Problem requirements: Pick out each line in the items below that contains the string "rope", and copy those lines. Matches are case-sensitive.

Data to process:
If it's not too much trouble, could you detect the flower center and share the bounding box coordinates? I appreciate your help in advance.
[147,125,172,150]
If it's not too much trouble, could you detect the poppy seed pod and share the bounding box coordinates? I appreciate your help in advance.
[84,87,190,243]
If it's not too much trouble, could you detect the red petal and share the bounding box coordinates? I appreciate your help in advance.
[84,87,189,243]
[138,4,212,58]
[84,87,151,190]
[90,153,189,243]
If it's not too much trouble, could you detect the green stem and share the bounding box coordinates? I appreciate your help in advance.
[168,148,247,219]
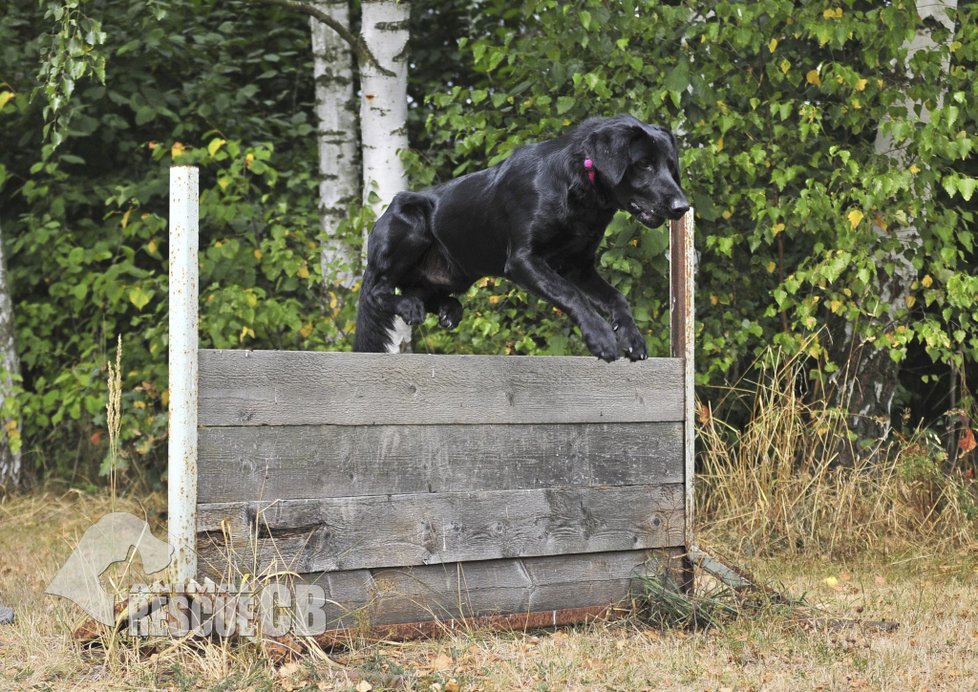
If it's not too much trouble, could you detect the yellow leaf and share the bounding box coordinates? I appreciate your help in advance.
[207,138,227,156]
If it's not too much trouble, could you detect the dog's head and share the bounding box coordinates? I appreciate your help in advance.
[585,115,689,228]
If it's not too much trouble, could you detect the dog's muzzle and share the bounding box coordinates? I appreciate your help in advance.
[628,202,665,228]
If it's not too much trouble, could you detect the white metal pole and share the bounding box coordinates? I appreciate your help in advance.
[167,166,198,586]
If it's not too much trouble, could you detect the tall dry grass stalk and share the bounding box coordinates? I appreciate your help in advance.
[105,334,122,511]
[697,340,978,554]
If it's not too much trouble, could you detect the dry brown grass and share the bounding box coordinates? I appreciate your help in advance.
[0,493,978,690]
[697,344,978,556]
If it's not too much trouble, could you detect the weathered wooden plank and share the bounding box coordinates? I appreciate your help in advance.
[669,209,696,544]
[197,484,684,573]
[197,423,683,504]
[193,548,680,629]
[200,350,683,426]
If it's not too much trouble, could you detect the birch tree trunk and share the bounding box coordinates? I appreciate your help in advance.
[0,219,20,487]
[837,0,957,452]
[360,0,411,352]
[309,0,360,288]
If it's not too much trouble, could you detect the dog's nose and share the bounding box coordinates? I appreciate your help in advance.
[669,197,689,219]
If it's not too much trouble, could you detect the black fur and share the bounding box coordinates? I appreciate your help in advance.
[354,115,689,361]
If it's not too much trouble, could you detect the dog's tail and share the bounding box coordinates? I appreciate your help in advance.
[353,268,394,353]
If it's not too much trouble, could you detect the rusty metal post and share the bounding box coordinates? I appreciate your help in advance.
[669,209,696,546]
[167,166,199,585]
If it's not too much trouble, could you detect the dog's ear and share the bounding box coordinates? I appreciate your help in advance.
[585,123,643,186]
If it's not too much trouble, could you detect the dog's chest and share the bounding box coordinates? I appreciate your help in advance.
[538,210,614,268]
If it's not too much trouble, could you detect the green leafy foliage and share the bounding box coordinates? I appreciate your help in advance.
[0,2,361,479]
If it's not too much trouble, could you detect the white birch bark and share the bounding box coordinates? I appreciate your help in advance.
[840,0,958,439]
[360,0,411,352]
[309,0,360,288]
[0,219,20,487]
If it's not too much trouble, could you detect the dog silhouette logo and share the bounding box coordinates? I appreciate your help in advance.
[44,512,173,625]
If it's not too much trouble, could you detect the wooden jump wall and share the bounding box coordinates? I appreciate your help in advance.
[171,166,693,630]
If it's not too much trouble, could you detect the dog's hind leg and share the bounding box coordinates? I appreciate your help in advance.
[353,192,432,352]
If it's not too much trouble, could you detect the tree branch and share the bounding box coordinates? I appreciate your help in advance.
[258,0,394,77]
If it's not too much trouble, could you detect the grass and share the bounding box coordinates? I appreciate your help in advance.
[0,344,978,692]
[0,493,978,690]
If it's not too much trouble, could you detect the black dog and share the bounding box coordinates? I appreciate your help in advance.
[354,115,689,361]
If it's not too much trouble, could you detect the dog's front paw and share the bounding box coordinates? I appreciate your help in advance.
[395,296,424,326]
[582,320,618,363]
[615,322,649,361]
[438,298,462,329]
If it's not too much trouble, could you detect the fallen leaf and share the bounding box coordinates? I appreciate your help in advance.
[431,654,452,673]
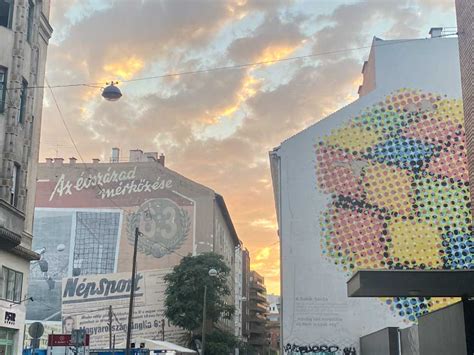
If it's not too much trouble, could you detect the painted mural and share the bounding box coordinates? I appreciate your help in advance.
[315,89,468,321]
[27,166,195,326]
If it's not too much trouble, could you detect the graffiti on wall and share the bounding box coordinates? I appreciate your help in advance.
[315,89,474,321]
[49,166,173,201]
[128,198,191,258]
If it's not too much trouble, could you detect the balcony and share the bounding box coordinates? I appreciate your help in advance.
[250,281,267,293]
[249,313,267,324]
[249,336,268,346]
[250,292,267,304]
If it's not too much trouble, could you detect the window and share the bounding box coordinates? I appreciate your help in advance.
[0,0,13,28]
[0,266,23,303]
[0,67,7,113]
[17,78,28,123]
[26,0,35,43]
[10,163,21,207]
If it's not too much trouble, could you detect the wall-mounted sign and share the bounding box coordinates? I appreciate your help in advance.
[3,311,16,325]
[48,334,89,347]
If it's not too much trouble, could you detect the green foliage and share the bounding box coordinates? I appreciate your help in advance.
[165,253,234,331]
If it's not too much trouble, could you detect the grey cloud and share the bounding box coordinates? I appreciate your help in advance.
[314,0,422,56]
[228,14,306,63]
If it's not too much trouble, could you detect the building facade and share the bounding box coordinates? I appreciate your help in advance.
[456,0,474,209]
[267,294,281,354]
[27,149,240,347]
[0,0,52,355]
[270,29,466,354]
[248,271,268,355]
[234,246,243,339]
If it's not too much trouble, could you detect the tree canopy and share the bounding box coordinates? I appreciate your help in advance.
[165,253,234,331]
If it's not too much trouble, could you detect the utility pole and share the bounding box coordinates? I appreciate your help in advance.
[109,305,112,350]
[161,318,165,341]
[125,227,140,355]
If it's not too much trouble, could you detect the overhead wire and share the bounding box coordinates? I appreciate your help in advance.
[40,32,457,264]
[4,31,458,90]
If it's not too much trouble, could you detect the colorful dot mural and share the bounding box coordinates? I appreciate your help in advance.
[315,89,474,321]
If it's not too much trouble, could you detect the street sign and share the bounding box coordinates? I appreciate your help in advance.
[28,322,44,339]
[71,329,86,347]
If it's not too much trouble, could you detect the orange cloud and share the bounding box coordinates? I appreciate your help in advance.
[256,45,297,65]
[103,56,144,81]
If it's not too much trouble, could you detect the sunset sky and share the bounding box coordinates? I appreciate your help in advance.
[40,0,456,294]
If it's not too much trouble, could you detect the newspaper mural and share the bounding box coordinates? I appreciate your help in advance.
[27,167,195,332]
[62,270,184,349]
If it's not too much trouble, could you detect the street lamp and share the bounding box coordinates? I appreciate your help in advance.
[201,268,217,355]
[102,81,122,101]
[125,227,141,355]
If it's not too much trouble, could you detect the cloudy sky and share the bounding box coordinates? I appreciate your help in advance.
[41,0,456,293]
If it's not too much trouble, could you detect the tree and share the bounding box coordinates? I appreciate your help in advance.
[202,329,239,355]
[165,253,234,332]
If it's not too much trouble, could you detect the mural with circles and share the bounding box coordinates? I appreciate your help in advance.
[315,89,474,321]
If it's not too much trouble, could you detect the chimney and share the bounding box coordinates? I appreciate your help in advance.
[110,148,120,163]
[129,149,143,163]
[429,27,443,38]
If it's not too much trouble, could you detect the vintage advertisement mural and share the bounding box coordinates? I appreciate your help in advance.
[270,38,466,355]
[62,269,184,349]
[27,163,196,322]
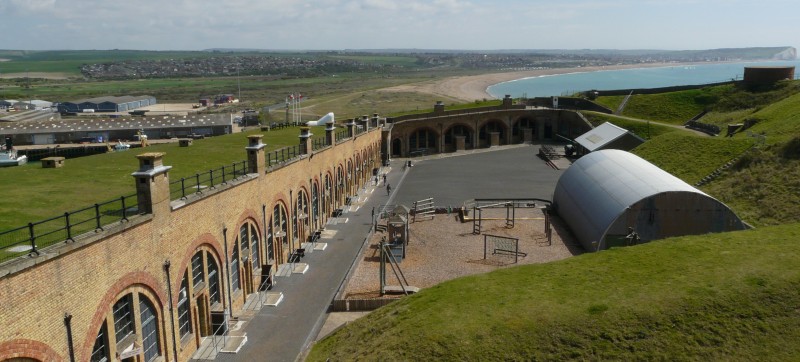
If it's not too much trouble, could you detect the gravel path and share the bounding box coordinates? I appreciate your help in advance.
[346,208,582,299]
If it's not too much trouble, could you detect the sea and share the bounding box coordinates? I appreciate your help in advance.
[486,60,800,98]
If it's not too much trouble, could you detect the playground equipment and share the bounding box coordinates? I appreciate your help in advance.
[483,234,528,264]
[378,237,419,296]
[136,130,150,148]
[411,197,436,222]
[461,198,553,245]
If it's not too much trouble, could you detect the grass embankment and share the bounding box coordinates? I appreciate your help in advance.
[581,112,687,140]
[587,81,800,226]
[706,94,800,226]
[0,127,325,230]
[308,224,800,361]
[633,132,753,184]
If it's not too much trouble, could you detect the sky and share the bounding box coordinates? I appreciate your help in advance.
[0,0,800,50]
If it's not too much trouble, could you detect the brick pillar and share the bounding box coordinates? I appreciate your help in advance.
[344,118,356,138]
[503,94,514,108]
[245,134,267,175]
[131,152,172,215]
[522,128,533,143]
[325,121,336,146]
[489,132,500,147]
[299,126,313,155]
[455,136,467,151]
[367,113,380,131]
[433,101,444,114]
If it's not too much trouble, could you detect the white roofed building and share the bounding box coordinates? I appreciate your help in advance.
[575,122,644,154]
[553,150,747,251]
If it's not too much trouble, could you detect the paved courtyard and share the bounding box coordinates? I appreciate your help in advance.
[209,145,580,361]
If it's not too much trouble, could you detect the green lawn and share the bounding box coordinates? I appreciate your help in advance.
[581,112,687,139]
[0,127,325,230]
[632,132,753,185]
[308,224,800,361]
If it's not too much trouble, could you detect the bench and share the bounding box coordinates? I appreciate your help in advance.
[42,156,64,168]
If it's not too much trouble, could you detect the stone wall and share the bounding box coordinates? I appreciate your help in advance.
[0,129,381,361]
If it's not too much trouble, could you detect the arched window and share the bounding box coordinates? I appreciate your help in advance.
[231,238,242,291]
[192,251,205,289]
[272,204,288,249]
[89,292,162,362]
[248,223,261,270]
[139,296,161,362]
[292,190,308,246]
[90,323,109,362]
[408,128,436,152]
[178,273,192,338]
[311,182,320,228]
[114,294,135,344]
[206,254,222,306]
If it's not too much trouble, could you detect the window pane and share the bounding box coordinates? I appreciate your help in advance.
[206,258,222,304]
[91,321,108,362]
[139,295,161,362]
[178,274,192,338]
[192,251,205,288]
[114,294,133,343]
[231,242,241,290]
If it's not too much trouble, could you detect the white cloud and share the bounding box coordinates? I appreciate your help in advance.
[0,0,794,50]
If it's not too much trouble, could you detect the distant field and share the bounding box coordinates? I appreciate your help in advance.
[0,127,325,230]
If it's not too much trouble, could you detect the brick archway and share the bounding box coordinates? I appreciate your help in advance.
[0,338,65,362]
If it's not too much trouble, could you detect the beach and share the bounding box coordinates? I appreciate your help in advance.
[381,63,696,102]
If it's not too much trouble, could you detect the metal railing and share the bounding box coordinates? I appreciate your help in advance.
[0,194,139,263]
[336,130,350,142]
[311,138,328,151]
[169,161,248,200]
[265,145,303,167]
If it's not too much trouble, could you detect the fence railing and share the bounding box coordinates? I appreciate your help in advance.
[353,125,367,135]
[269,122,299,129]
[311,138,328,151]
[265,145,302,167]
[169,161,248,200]
[0,194,139,263]
[336,130,350,142]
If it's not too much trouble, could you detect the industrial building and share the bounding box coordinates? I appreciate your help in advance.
[553,150,747,251]
[0,114,233,145]
[58,95,156,113]
[575,122,644,154]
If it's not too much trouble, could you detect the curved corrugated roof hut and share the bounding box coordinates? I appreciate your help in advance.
[553,150,746,251]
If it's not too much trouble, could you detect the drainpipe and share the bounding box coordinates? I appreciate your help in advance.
[64,313,75,362]
[222,226,233,318]
[164,259,178,361]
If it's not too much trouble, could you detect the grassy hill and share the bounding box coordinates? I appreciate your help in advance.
[308,82,800,361]
[0,126,325,230]
[308,224,800,361]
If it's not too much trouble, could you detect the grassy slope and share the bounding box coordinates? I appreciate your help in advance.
[612,87,724,124]
[308,224,800,361]
[633,132,753,184]
[706,94,800,225]
[582,112,686,139]
[0,127,325,226]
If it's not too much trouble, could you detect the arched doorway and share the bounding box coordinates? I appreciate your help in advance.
[90,288,165,362]
[478,119,506,147]
[392,138,403,157]
[444,124,475,152]
[272,203,289,263]
[511,117,536,143]
[408,128,439,157]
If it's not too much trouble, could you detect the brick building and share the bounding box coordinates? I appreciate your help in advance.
[0,120,381,361]
[0,99,590,362]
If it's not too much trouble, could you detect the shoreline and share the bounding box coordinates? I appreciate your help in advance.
[381,62,732,102]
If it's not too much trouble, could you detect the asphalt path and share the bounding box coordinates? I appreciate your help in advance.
[216,146,563,361]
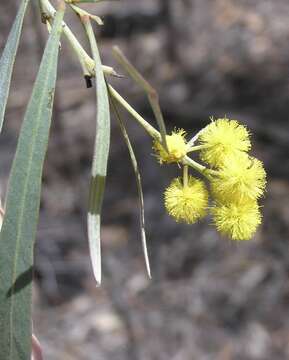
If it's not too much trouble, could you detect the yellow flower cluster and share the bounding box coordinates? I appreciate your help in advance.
[165,176,209,224]
[153,129,189,164]
[153,119,266,240]
[199,119,251,167]
[199,119,266,240]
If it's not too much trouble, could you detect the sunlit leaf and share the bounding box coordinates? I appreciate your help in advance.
[0,0,29,132]
[0,9,64,360]
[110,93,151,278]
[84,19,110,285]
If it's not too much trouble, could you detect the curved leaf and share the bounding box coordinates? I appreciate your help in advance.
[84,19,110,285]
[0,9,64,360]
[109,95,152,279]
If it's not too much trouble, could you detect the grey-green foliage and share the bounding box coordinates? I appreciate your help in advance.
[0,10,64,360]
[0,0,29,133]
[84,21,110,285]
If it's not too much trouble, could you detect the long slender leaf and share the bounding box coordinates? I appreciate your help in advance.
[113,46,168,151]
[109,91,151,278]
[84,18,110,285]
[0,7,64,360]
[0,0,29,133]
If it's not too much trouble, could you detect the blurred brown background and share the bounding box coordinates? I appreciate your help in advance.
[0,0,289,360]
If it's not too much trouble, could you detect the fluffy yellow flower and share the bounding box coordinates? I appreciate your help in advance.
[211,153,266,201]
[211,199,261,240]
[199,119,251,167]
[153,129,189,164]
[164,176,208,224]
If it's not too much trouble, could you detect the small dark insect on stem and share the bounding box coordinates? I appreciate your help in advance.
[84,75,92,89]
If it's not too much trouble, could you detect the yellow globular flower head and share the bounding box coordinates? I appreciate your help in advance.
[164,176,208,224]
[153,129,189,164]
[211,199,261,240]
[199,119,251,167]
[211,153,266,202]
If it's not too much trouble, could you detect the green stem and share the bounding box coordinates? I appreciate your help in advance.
[108,84,161,141]
[39,0,116,76]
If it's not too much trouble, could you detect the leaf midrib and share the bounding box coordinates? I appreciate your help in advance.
[9,40,55,360]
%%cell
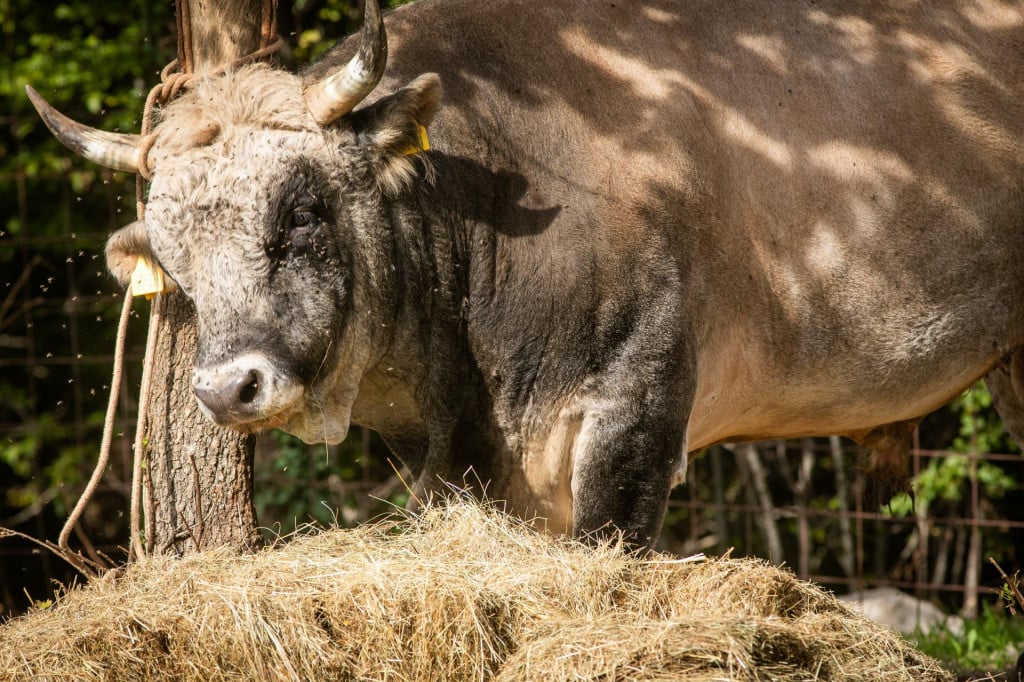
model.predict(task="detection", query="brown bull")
[29,0,1024,544]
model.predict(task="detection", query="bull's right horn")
[25,85,139,173]
[302,0,387,126]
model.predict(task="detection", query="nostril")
[239,370,260,404]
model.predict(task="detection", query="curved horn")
[302,0,387,126]
[25,85,139,173]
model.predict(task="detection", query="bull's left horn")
[25,85,139,173]
[302,0,387,126]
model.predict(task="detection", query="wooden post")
[144,0,276,555]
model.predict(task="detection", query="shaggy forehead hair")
[153,63,318,168]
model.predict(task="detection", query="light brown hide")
[368,0,1024,495]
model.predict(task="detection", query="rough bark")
[145,0,276,555]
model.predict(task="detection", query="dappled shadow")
[309,0,1024,438]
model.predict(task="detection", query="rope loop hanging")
[54,0,284,573]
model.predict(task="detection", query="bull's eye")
[289,209,316,229]
[283,209,321,253]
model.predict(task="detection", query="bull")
[30,0,1024,545]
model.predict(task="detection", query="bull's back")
[329,0,1024,445]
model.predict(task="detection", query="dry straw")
[0,503,952,682]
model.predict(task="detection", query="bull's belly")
[687,342,1001,453]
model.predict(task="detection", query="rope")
[128,294,164,560]
[57,291,131,554]
[57,0,285,561]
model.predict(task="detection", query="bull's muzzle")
[193,353,304,427]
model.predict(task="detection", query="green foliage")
[884,382,1020,516]
[952,381,1017,453]
[908,604,1024,672]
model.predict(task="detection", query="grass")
[0,504,952,682]
[908,604,1024,675]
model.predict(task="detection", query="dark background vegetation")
[0,0,1024,659]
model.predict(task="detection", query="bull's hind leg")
[985,347,1024,450]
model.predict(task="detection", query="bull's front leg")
[571,360,693,549]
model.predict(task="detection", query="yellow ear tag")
[402,123,430,156]
[131,256,167,298]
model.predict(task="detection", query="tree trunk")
[144,0,276,555]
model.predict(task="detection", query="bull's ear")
[350,74,441,196]
[106,220,177,292]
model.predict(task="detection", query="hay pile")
[0,504,951,682]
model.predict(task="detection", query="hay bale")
[0,504,952,682]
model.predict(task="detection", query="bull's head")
[29,0,440,441]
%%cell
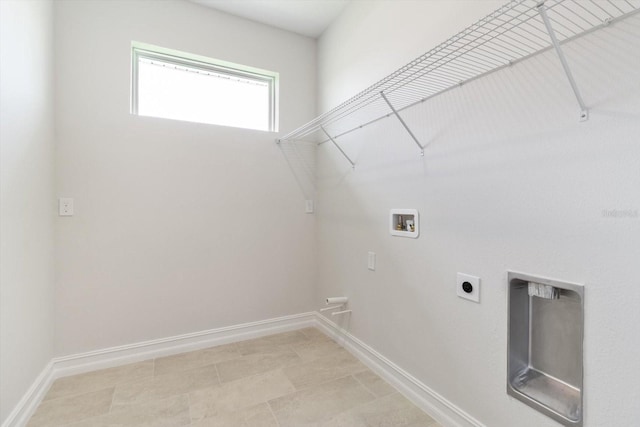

Response for this exercise:
model.predict(task="detection", query="rope loop hanging")
model.predict(task="detection", query="rope")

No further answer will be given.